--- Exercise task ---
Put each of the lines below into a JSON list of strings, one string per line, skipping any blank lines. Leave the pictures out of the list.

[Point annotations for photos]
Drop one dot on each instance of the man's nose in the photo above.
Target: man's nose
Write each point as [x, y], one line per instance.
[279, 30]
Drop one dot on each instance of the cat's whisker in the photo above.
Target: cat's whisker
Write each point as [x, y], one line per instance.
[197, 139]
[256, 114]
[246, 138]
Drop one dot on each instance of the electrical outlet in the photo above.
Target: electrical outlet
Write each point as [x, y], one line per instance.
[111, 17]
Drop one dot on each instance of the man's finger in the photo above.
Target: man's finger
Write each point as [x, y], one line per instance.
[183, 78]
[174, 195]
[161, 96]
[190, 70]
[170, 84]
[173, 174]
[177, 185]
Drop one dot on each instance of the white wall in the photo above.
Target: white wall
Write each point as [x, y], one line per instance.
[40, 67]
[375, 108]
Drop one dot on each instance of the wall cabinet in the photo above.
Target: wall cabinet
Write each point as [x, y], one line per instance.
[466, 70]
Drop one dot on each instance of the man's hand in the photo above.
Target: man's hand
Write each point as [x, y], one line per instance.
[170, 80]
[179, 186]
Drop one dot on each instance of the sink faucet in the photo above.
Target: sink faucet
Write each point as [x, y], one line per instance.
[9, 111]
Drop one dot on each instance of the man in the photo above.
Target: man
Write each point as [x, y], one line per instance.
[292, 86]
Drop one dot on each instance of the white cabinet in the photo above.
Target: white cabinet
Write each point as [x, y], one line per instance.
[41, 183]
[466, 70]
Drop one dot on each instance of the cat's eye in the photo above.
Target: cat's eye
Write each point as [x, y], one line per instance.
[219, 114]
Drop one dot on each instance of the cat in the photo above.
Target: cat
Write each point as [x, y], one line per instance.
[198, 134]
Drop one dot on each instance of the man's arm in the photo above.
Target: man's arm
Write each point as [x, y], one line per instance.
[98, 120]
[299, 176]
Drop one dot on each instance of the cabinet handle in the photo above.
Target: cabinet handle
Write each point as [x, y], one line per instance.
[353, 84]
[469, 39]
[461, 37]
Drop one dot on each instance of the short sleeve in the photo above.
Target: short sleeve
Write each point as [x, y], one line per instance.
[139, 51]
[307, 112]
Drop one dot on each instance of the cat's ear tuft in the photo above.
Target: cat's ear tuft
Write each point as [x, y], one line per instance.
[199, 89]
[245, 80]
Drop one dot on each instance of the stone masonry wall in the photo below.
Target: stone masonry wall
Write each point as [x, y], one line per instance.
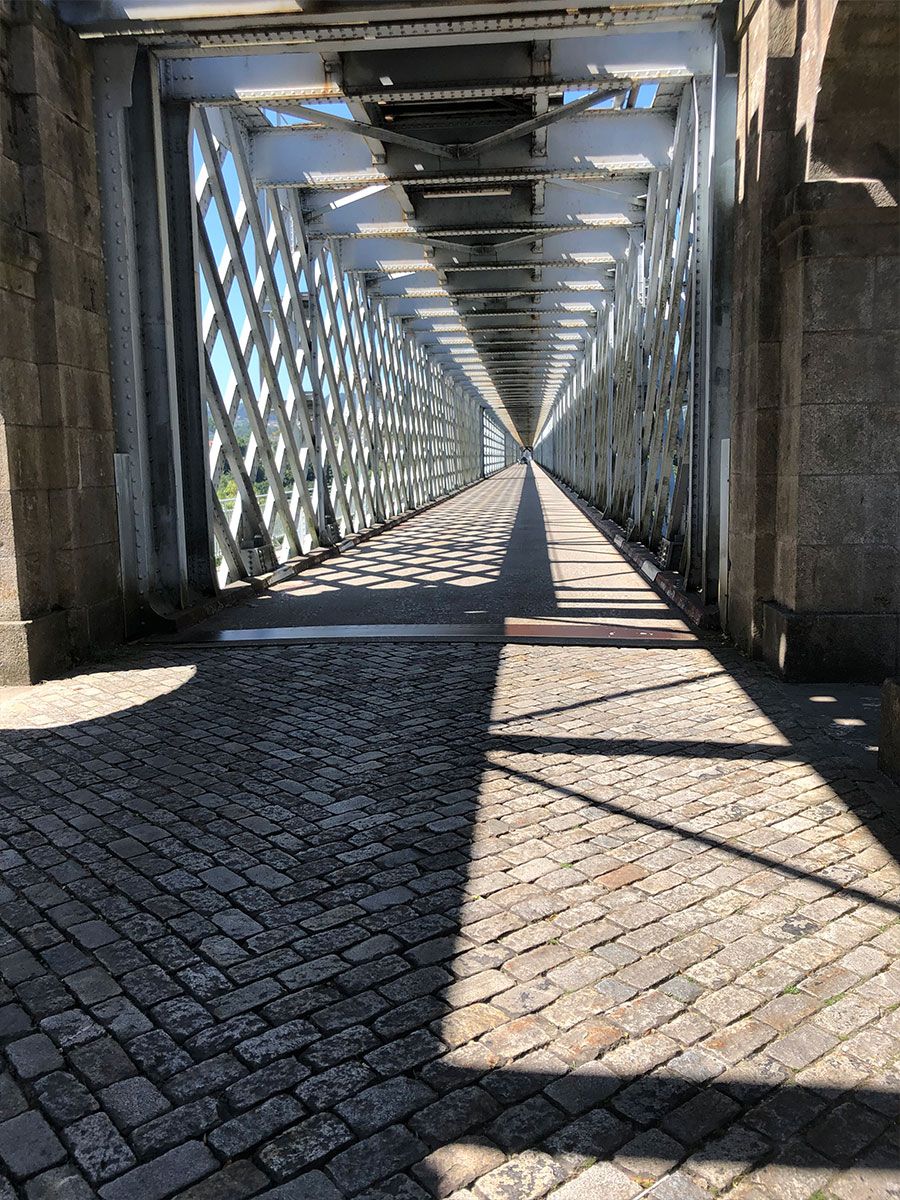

--- Solution below ---
[
  "Drop one dot on each instance of the man's nose in the photo above.",
  "Target: man's nose",
  "Write each point as [x, y], one line per instance.",
  "[279, 30]",
  "Drop one dot on each instance of the cat's whisker in the photo above.",
  "Target: cat's whisker",
  "Write each point as [x, y], one line per instance.",
  "[197, 139]",
  "[256, 114]",
  "[246, 138]",
  "Drop one dot on each instance of the electrical outlet in the photo above.",
  "Target: electrical outlet",
  "Write each point as [x, y], one line per instance.",
  "[111, 17]",
  "Drop one dot on each instance of the man's finger in the photo above.",
  "Target: man's finger",
  "Write each point as [x, y], one line per instance.",
  "[183, 78]",
  "[174, 195]",
  "[161, 96]",
  "[190, 70]",
  "[170, 84]",
  "[173, 174]",
  "[177, 185]",
  "Drop one dot on each instance of the white wall in the photo above.",
  "Target: white wall",
  "Write each point as [x, y], one line per instance.",
  "[40, 67]",
  "[375, 108]",
  "Drop one dot on each instance of the wall cabinet in the photo above.",
  "Target: wall cabinet",
  "Write each point as [x, y], one line per instance.",
  "[466, 70]",
  "Drop one dot on each instance of the man's hand in the photo above.",
  "Target: man's hand",
  "Write each point as [x, y], one line per instance.",
  "[170, 80]",
  "[179, 186]",
  "Drop one dot on each instance of the sink faucet in the photo above.",
  "Target: sink faucet",
  "Write each point as [x, y], one line per instance.",
  "[9, 111]",
  "Drop one dot on each instance of the man in the photo above.",
  "Target: man",
  "Write each point as [x, y], one line per instance.",
  "[292, 86]",
  "Drop one dot on each instance of the white cabinet in the photo above.",
  "Target: white cabinet",
  "Write each point as [x, y], one line per instance.",
  "[41, 183]",
  "[466, 70]",
  "Drop one dot on each instance of the cat's eye in the photo above.",
  "Target: cat's eye",
  "Write each point as [x, y], one line per instance.",
  "[219, 114]",
  "Drop one dot on each instance of the cat in the photo above.",
  "Target: cat",
  "Write each point as [x, y], one line per instance.",
  "[198, 134]",
  "Drop one dot on each instance of the man's arm in the photo above.",
  "Target: man's arm",
  "Write each point as [x, y], one line per instance.",
  "[98, 120]",
  "[299, 176]",
  "Drop one dot on each instance of the cabinet handle in the photo above.",
  "Target: cabinet handle",
  "Write each point as [x, y], one line per instance.",
  "[353, 84]",
  "[469, 39]",
  "[461, 37]",
  "Drop one dot on each instance of the short sleeve in the photo above.",
  "Target: short sleeve",
  "Write each point as [x, y], one line per instance.",
  "[139, 51]",
  "[307, 112]",
  "Drop one dot on each instance of the cat's ear tuft in the photo above.",
  "Target: cat's ear tuft",
  "Write each point as [x, y], one line per instance.",
  "[199, 89]",
  "[245, 80]",
  "Drop one dot on each instance of the stone masonry wall in the photo below.",
  "Target: stone masonry wall",
  "Write each point as [x, y], one line per instance."
]